• **Aim**
Repeat exactly the lines from the line containing "pin: the small cherry, one" to the last line of the listing, including both.

Location labeling records:
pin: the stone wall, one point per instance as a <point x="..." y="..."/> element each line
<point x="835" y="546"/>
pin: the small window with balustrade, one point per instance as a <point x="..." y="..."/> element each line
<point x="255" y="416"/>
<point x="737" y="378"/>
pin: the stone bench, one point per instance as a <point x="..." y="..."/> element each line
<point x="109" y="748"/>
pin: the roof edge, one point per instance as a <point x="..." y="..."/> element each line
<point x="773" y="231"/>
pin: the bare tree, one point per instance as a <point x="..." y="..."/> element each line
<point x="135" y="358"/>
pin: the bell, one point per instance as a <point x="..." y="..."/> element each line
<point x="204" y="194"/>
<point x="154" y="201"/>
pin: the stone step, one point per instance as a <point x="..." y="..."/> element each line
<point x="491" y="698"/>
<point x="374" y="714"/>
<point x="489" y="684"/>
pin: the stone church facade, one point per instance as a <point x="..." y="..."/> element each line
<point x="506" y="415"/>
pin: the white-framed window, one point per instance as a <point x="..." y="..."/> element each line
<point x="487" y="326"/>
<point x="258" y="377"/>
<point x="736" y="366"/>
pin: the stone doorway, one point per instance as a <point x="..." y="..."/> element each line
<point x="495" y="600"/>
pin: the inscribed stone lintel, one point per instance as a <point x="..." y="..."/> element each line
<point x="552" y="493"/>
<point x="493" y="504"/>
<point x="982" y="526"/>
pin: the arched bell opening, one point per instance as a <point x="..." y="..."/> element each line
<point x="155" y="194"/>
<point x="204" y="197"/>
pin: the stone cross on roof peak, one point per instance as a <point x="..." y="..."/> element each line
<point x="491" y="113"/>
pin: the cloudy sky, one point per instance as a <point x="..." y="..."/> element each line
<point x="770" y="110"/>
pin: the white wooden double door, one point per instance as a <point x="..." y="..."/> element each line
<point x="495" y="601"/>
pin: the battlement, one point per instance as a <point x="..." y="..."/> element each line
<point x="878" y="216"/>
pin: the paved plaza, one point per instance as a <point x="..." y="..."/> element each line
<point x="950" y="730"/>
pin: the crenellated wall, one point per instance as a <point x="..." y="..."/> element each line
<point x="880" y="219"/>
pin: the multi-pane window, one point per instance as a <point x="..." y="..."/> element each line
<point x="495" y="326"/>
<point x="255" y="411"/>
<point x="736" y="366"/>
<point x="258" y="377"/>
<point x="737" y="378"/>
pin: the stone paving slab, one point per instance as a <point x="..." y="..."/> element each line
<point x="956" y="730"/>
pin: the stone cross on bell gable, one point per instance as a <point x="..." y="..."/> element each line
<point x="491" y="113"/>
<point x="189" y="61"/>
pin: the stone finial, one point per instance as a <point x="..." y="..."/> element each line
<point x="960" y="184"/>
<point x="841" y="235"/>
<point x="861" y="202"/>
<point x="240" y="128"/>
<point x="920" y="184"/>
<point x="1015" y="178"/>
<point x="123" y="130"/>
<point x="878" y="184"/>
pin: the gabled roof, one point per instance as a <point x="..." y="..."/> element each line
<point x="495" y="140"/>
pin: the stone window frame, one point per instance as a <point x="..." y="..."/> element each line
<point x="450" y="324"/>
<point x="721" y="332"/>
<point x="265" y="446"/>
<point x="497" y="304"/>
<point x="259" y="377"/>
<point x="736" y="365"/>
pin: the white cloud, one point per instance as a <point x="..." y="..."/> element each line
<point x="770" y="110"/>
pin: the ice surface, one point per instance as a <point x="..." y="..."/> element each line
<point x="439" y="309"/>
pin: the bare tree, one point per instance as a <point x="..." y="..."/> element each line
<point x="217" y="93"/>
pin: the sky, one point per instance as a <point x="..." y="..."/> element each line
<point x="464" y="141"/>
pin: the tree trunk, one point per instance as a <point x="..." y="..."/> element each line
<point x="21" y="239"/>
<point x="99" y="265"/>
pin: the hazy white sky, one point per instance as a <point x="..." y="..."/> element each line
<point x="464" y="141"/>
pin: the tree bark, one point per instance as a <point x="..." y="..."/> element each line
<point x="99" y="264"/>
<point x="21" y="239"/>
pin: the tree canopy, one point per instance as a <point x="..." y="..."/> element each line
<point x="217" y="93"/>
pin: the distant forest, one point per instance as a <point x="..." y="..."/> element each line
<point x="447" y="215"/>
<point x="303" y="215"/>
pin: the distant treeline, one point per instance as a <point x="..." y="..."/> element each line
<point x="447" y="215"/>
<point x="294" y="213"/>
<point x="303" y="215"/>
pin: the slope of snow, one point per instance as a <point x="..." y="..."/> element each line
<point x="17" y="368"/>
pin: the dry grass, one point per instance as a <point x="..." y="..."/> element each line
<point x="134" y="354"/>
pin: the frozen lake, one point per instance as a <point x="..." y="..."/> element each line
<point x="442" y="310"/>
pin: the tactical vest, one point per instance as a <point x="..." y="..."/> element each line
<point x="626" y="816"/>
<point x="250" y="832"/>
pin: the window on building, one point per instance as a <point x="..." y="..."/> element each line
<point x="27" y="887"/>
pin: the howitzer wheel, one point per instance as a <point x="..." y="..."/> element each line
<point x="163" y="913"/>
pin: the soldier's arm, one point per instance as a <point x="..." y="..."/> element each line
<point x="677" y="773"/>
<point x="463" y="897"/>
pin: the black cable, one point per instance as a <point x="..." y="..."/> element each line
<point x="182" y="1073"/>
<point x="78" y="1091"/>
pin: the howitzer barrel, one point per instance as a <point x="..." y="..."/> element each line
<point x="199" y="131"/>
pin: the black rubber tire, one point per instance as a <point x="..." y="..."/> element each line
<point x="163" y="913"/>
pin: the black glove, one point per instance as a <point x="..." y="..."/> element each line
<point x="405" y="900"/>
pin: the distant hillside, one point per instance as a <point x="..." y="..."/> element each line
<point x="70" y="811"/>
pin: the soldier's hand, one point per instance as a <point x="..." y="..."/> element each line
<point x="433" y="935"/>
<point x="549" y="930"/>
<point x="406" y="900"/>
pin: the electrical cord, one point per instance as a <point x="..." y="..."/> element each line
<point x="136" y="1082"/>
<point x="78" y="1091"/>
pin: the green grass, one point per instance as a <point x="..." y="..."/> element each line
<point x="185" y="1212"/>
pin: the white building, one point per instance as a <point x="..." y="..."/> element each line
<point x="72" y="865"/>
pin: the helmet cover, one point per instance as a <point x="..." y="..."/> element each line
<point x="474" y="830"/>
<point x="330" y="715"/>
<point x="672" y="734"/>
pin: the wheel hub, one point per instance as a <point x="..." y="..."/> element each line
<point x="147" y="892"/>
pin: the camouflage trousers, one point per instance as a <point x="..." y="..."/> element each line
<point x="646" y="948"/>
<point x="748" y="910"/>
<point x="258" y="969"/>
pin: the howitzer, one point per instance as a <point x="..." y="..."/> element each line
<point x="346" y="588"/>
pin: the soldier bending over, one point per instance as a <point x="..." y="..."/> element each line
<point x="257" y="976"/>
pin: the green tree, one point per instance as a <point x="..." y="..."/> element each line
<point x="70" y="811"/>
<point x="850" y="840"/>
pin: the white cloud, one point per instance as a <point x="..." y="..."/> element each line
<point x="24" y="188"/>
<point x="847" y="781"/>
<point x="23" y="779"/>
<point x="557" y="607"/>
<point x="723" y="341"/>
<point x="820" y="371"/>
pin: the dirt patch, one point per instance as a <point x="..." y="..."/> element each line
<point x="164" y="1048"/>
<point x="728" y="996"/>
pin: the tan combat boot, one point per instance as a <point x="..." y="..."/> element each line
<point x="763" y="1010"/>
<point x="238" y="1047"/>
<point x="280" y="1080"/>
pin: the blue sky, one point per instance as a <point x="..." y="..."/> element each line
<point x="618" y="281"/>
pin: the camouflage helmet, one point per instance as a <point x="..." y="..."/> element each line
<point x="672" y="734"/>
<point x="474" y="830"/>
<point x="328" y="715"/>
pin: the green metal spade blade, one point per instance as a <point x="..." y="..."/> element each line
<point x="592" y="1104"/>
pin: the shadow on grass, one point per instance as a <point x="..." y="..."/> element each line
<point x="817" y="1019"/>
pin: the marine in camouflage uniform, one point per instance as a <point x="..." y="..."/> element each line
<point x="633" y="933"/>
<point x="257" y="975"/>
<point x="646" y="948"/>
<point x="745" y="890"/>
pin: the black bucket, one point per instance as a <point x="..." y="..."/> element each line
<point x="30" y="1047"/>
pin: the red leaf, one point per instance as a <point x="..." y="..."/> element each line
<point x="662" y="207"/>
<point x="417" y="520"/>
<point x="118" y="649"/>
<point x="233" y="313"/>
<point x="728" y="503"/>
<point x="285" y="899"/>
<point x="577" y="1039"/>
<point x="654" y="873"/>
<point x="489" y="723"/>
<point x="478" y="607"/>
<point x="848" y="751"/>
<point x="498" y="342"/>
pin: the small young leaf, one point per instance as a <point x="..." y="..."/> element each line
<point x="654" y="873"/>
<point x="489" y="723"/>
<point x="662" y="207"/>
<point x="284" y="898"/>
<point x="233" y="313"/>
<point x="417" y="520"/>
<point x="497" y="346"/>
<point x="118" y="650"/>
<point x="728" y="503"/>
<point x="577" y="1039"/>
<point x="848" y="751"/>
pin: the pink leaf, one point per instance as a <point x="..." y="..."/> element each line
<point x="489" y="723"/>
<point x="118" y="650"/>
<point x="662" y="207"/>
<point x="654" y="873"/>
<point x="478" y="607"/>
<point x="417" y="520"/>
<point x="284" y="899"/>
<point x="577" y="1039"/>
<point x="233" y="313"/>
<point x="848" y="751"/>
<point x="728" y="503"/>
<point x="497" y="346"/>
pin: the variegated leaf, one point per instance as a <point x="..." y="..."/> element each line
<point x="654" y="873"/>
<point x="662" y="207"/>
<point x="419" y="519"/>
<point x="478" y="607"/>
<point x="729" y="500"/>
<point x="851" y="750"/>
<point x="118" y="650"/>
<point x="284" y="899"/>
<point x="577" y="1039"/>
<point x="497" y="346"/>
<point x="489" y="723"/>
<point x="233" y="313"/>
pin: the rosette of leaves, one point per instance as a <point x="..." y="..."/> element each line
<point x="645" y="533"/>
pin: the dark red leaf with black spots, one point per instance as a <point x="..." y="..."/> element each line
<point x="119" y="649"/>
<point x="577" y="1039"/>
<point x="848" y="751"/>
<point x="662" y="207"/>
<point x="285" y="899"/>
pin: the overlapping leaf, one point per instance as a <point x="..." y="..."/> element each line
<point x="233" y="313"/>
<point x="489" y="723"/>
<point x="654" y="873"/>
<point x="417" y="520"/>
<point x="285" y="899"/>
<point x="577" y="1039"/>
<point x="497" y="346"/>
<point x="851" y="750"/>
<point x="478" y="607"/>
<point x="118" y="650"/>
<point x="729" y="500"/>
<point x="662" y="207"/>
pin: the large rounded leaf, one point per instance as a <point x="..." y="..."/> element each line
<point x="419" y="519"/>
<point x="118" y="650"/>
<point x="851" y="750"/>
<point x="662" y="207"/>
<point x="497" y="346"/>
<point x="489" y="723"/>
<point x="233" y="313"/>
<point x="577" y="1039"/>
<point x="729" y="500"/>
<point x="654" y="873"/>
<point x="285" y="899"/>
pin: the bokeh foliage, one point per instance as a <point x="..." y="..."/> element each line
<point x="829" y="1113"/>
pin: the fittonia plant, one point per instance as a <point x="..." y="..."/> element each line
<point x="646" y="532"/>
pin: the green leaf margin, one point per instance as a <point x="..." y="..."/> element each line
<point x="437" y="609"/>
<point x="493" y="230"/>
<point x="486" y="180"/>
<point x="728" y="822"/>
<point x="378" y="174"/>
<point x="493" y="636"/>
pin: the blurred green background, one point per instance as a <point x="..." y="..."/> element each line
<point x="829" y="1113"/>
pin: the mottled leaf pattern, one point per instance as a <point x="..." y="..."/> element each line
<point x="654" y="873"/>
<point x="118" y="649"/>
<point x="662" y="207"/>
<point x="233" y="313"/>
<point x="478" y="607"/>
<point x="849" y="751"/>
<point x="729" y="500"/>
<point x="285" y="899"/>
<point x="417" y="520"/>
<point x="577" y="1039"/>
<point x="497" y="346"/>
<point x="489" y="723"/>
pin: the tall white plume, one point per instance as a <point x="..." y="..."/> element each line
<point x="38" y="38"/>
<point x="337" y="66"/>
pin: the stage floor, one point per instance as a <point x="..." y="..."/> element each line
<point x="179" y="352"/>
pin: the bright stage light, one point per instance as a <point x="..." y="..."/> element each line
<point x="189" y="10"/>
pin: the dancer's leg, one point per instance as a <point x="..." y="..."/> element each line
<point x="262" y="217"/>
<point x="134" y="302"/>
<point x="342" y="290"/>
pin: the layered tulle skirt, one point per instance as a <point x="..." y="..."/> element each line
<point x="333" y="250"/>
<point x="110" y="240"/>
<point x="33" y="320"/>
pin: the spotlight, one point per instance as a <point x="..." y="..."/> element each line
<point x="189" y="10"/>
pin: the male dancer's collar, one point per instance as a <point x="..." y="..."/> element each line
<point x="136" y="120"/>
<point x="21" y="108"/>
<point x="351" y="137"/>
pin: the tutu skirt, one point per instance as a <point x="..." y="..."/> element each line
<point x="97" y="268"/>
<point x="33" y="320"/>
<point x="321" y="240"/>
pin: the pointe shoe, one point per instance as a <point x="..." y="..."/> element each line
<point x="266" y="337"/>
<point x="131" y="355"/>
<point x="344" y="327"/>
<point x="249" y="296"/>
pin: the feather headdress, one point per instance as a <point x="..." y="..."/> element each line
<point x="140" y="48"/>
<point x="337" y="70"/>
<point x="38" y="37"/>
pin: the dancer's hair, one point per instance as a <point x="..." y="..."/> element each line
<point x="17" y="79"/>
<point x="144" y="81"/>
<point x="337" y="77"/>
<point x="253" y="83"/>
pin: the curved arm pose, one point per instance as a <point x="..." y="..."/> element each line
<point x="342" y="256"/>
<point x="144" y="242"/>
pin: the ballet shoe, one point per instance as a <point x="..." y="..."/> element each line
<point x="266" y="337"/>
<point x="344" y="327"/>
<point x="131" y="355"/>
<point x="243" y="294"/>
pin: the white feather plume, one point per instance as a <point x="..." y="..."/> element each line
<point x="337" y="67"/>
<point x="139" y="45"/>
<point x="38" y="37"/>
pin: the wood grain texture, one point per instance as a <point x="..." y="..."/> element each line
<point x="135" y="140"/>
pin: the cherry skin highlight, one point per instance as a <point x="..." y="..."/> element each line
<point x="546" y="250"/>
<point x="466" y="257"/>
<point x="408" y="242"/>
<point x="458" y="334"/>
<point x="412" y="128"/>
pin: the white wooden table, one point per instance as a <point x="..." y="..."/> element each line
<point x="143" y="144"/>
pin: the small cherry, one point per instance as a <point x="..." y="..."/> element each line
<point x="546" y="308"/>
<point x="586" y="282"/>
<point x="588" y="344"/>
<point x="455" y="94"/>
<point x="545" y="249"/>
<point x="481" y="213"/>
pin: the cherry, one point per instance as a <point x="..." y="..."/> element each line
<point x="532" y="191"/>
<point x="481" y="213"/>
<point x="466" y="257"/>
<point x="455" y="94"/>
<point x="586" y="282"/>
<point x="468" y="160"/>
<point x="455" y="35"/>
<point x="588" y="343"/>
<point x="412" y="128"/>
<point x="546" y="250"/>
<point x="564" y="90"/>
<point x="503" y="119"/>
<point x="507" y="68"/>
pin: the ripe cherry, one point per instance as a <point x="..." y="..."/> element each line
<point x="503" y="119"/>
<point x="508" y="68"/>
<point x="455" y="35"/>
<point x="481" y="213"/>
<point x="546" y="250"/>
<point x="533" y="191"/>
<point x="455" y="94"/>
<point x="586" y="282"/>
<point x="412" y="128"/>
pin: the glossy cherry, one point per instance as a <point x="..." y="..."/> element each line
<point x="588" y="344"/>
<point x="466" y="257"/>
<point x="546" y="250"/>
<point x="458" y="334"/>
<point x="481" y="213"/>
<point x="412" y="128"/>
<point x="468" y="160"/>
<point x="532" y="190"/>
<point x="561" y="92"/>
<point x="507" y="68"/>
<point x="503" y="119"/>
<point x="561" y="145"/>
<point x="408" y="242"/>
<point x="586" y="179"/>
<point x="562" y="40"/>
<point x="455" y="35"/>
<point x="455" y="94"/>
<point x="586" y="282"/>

• **Response**
pin: the small cherry, one point per instance as a <point x="..." y="..."/> element each line
<point x="546" y="308"/>
<point x="586" y="282"/>
<point x="588" y="344"/>
<point x="455" y="94"/>
<point x="545" y="249"/>
<point x="481" y="213"/>
pin: the cherry, one point per instance as a <point x="..." y="..."/> element each line
<point x="532" y="191"/>
<point x="481" y="213"/>
<point x="466" y="257"/>
<point x="455" y="94"/>
<point x="586" y="282"/>
<point x="468" y="160"/>
<point x="455" y="35"/>
<point x="588" y="343"/>
<point x="412" y="128"/>
<point x="546" y="250"/>
<point x="564" y="90"/>
<point x="503" y="119"/>
<point x="507" y="68"/>
pin: the ripe cherry, one point per instance as a <point x="..." y="..."/> element each line
<point x="503" y="119"/>
<point x="508" y="68"/>
<point x="455" y="35"/>
<point x="481" y="213"/>
<point x="546" y="250"/>
<point x="533" y="191"/>
<point x="455" y="94"/>
<point x="586" y="282"/>
<point x="412" y="128"/>
pin: the glossy cherry, one point per instance as a <point x="..." y="..."/> element each line
<point x="588" y="344"/>
<point x="466" y="257"/>
<point x="546" y="250"/>
<point x="458" y="334"/>
<point x="481" y="213"/>
<point x="412" y="128"/>
<point x="468" y="160"/>
<point x="532" y="190"/>
<point x="561" y="92"/>
<point x="507" y="68"/>
<point x="503" y="119"/>
<point x="561" y="145"/>
<point x="408" y="242"/>
<point x="586" y="179"/>
<point x="562" y="40"/>
<point x="455" y="35"/>
<point x="455" y="94"/>
<point x="586" y="282"/>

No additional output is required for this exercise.